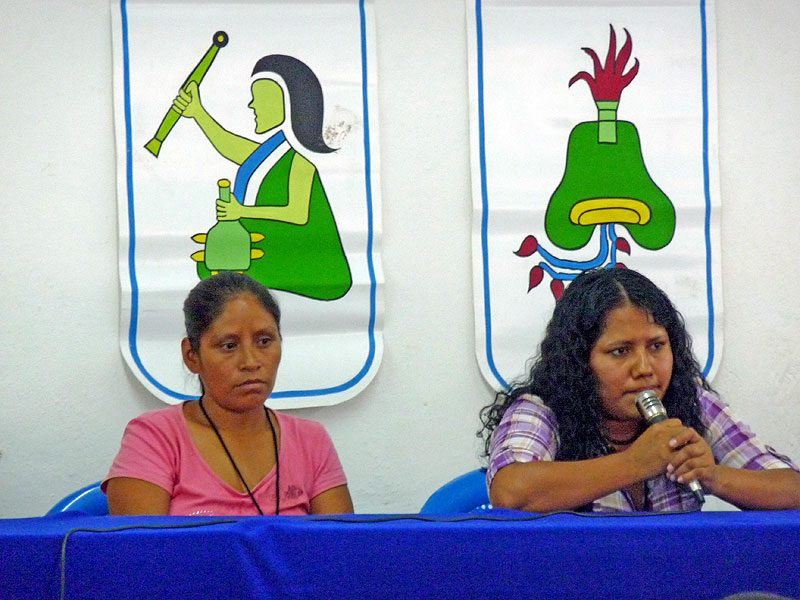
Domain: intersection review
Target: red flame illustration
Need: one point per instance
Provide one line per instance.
(608, 81)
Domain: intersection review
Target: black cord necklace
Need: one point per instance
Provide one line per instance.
(236, 468)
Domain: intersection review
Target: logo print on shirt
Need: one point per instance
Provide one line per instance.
(293, 492)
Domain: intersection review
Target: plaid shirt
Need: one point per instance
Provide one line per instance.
(528, 431)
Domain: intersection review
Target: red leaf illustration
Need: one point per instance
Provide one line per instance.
(537, 273)
(557, 287)
(529, 246)
(623, 245)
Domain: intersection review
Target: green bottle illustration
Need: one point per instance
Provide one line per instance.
(227, 242)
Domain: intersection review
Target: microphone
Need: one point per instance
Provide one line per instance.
(652, 411)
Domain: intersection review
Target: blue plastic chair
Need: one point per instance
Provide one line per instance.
(90, 500)
(463, 494)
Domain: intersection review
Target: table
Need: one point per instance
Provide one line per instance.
(490, 554)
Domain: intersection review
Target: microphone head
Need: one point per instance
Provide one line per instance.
(649, 405)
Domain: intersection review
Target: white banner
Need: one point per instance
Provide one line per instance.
(593, 129)
(279, 99)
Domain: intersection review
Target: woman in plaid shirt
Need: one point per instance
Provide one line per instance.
(571, 437)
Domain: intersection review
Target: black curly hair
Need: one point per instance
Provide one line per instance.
(560, 373)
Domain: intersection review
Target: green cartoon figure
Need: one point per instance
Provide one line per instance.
(605, 184)
(278, 196)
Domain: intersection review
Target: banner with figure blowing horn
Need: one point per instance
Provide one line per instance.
(593, 136)
(247, 141)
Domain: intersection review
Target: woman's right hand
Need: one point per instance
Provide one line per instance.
(651, 452)
(187, 103)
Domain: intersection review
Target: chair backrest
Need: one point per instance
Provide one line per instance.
(465, 493)
(90, 500)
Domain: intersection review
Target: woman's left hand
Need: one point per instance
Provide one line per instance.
(692, 460)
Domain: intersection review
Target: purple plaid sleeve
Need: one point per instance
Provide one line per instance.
(526, 432)
(733, 443)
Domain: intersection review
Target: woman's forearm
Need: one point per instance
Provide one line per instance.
(233, 147)
(542, 486)
(768, 489)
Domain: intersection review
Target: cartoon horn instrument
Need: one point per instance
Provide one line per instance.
(220, 40)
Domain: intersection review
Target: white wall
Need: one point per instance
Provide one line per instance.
(65, 394)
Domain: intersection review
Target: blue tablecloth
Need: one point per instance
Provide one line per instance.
(495, 554)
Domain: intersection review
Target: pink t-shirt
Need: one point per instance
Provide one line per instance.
(157, 447)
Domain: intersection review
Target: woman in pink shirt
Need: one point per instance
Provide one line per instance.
(227, 453)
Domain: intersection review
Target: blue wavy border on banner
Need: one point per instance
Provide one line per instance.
(487, 303)
(133, 328)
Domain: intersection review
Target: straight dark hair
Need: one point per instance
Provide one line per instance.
(208, 298)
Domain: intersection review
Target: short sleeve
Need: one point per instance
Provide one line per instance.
(325, 464)
(148, 451)
(733, 443)
(526, 432)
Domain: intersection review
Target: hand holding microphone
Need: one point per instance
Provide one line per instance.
(652, 411)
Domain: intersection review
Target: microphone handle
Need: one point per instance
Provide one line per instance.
(694, 486)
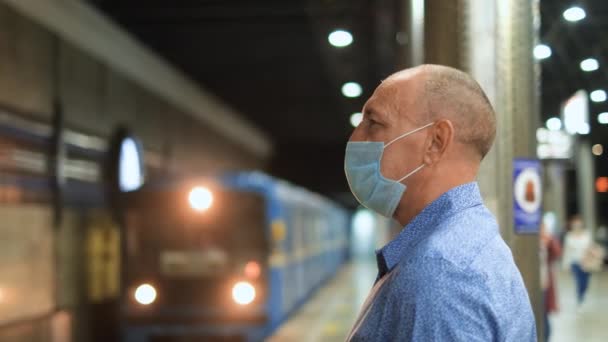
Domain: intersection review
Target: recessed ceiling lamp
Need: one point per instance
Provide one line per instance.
(355, 119)
(554, 124)
(589, 64)
(542, 51)
(597, 149)
(351, 89)
(340, 38)
(574, 14)
(598, 96)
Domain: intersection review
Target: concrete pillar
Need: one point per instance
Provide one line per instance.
(585, 180)
(493, 41)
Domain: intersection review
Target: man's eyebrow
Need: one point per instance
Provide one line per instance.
(372, 112)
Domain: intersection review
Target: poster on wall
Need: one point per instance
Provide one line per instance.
(527, 195)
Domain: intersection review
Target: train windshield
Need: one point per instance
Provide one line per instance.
(170, 235)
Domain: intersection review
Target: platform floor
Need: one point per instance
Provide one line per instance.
(330, 314)
(590, 324)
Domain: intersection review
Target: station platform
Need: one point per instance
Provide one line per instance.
(590, 322)
(331, 312)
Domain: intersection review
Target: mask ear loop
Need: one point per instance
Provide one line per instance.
(411, 173)
(408, 133)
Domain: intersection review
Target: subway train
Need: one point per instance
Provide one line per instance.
(227, 257)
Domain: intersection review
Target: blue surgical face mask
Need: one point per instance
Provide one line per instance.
(370, 188)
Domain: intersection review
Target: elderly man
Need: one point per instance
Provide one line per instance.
(448, 275)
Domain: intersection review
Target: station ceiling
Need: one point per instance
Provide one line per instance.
(271, 60)
(562, 76)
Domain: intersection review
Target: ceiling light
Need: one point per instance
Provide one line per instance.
(351, 89)
(589, 64)
(542, 51)
(554, 124)
(340, 38)
(598, 95)
(355, 119)
(574, 13)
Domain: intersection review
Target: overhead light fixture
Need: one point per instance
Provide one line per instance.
(355, 119)
(554, 124)
(145, 294)
(574, 14)
(598, 95)
(340, 38)
(589, 64)
(351, 89)
(542, 51)
(200, 198)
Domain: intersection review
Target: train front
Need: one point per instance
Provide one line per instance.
(194, 263)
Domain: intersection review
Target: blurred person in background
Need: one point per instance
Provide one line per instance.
(550, 251)
(577, 242)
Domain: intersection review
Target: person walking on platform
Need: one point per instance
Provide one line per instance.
(577, 243)
(448, 275)
(550, 251)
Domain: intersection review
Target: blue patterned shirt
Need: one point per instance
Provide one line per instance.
(448, 276)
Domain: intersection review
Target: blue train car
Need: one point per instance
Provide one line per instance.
(227, 257)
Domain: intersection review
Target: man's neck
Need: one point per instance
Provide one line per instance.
(414, 202)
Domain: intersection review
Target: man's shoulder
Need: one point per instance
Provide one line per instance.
(463, 237)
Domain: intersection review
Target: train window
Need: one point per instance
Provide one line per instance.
(130, 165)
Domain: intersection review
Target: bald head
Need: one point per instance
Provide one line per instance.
(449, 93)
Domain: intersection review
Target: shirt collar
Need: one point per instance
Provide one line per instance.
(453, 201)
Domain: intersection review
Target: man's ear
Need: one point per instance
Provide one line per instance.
(441, 137)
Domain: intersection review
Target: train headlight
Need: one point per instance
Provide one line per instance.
(243, 293)
(252, 270)
(145, 294)
(200, 198)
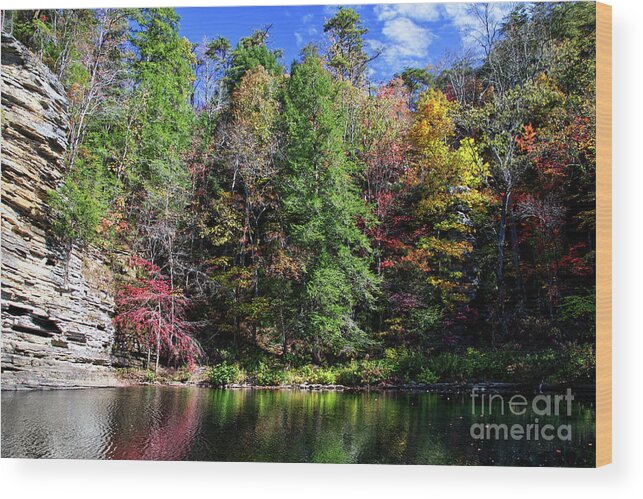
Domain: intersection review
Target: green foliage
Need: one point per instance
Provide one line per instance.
(313, 217)
(266, 375)
(578, 307)
(250, 53)
(225, 374)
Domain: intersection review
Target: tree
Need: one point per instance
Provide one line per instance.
(249, 53)
(346, 55)
(151, 313)
(322, 208)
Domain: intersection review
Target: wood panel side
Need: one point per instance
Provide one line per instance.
(603, 234)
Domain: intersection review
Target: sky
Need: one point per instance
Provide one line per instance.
(414, 35)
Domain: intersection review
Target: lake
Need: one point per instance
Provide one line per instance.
(189, 423)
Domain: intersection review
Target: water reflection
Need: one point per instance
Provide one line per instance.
(165, 423)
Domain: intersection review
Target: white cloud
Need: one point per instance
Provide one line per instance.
(421, 12)
(410, 39)
(404, 43)
(468, 19)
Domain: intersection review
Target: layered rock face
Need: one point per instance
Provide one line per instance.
(56, 314)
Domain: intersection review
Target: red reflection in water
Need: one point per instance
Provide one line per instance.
(169, 439)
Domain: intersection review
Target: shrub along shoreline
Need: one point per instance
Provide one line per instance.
(447, 371)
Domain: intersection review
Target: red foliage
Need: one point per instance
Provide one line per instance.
(153, 312)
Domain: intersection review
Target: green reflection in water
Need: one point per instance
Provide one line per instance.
(167, 423)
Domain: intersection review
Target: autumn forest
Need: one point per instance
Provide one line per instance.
(296, 221)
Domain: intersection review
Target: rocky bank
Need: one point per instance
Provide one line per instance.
(55, 333)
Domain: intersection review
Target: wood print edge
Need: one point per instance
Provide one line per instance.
(603, 234)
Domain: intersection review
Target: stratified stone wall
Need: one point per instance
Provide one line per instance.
(56, 331)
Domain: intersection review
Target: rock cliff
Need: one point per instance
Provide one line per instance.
(54, 334)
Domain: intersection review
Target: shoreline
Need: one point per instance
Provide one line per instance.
(439, 388)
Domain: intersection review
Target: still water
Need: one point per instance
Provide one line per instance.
(174, 423)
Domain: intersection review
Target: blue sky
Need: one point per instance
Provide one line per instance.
(408, 34)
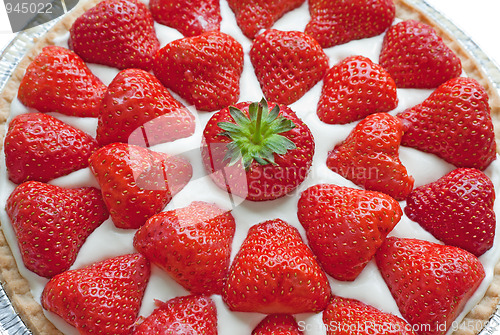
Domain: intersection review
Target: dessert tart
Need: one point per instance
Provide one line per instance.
(117, 236)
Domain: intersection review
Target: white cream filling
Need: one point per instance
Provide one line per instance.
(108, 241)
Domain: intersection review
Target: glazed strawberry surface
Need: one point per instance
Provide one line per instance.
(109, 241)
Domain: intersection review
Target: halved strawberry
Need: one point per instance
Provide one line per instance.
(58, 80)
(192, 244)
(345, 316)
(283, 324)
(189, 315)
(457, 209)
(257, 151)
(40, 147)
(454, 123)
(51, 223)
(355, 88)
(287, 64)
(189, 17)
(346, 226)
(204, 70)
(138, 109)
(337, 21)
(252, 16)
(369, 156)
(117, 33)
(103, 298)
(416, 56)
(275, 272)
(137, 183)
(430, 282)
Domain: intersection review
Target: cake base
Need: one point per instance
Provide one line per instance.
(17, 287)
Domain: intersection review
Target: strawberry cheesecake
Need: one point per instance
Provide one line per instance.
(245, 167)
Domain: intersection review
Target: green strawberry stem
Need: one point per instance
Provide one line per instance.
(256, 137)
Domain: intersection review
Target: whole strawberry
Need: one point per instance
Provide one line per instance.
(342, 316)
(204, 70)
(58, 80)
(52, 223)
(283, 324)
(103, 298)
(454, 123)
(275, 272)
(137, 183)
(258, 151)
(117, 33)
(457, 209)
(193, 315)
(416, 56)
(369, 156)
(189, 17)
(430, 282)
(40, 147)
(192, 244)
(287, 64)
(252, 16)
(346, 226)
(138, 109)
(355, 88)
(337, 22)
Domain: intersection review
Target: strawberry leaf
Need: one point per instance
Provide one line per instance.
(256, 136)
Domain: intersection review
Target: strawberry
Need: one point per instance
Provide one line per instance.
(189, 17)
(430, 282)
(416, 57)
(287, 64)
(457, 209)
(193, 315)
(257, 151)
(283, 324)
(369, 156)
(337, 22)
(137, 183)
(355, 88)
(204, 70)
(117, 33)
(252, 16)
(345, 316)
(103, 298)
(346, 226)
(454, 123)
(51, 223)
(138, 109)
(275, 272)
(40, 147)
(192, 244)
(58, 80)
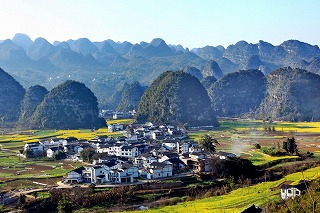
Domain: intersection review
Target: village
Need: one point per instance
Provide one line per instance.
(146, 152)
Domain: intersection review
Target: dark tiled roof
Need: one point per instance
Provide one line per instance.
(79, 170)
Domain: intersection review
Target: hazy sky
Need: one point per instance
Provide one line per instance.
(192, 23)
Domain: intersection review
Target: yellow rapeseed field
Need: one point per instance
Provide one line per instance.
(241, 198)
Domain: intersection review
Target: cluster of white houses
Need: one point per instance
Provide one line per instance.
(139, 154)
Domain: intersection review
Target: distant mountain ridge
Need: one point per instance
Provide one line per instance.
(105, 66)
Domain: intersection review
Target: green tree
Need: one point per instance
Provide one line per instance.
(28, 153)
(21, 199)
(208, 143)
(87, 154)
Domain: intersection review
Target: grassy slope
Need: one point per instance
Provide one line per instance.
(241, 198)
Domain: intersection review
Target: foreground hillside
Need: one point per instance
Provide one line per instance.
(239, 199)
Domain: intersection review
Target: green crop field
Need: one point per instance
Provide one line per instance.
(239, 199)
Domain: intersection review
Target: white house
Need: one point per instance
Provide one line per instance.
(156, 135)
(170, 145)
(129, 151)
(75, 176)
(53, 150)
(115, 127)
(159, 170)
(35, 147)
(291, 191)
(94, 174)
(194, 147)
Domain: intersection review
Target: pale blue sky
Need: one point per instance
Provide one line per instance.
(192, 23)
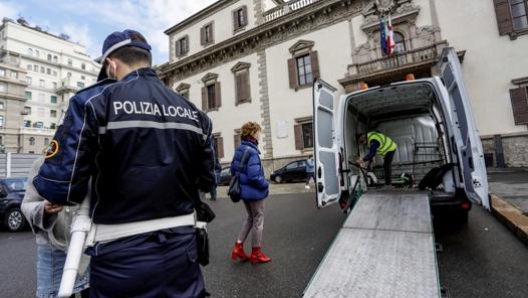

• [Your objective]:
Count the lines in the records above that contain the word "person" with matching case. Reply with only the number.

• [Solved exercise]:
2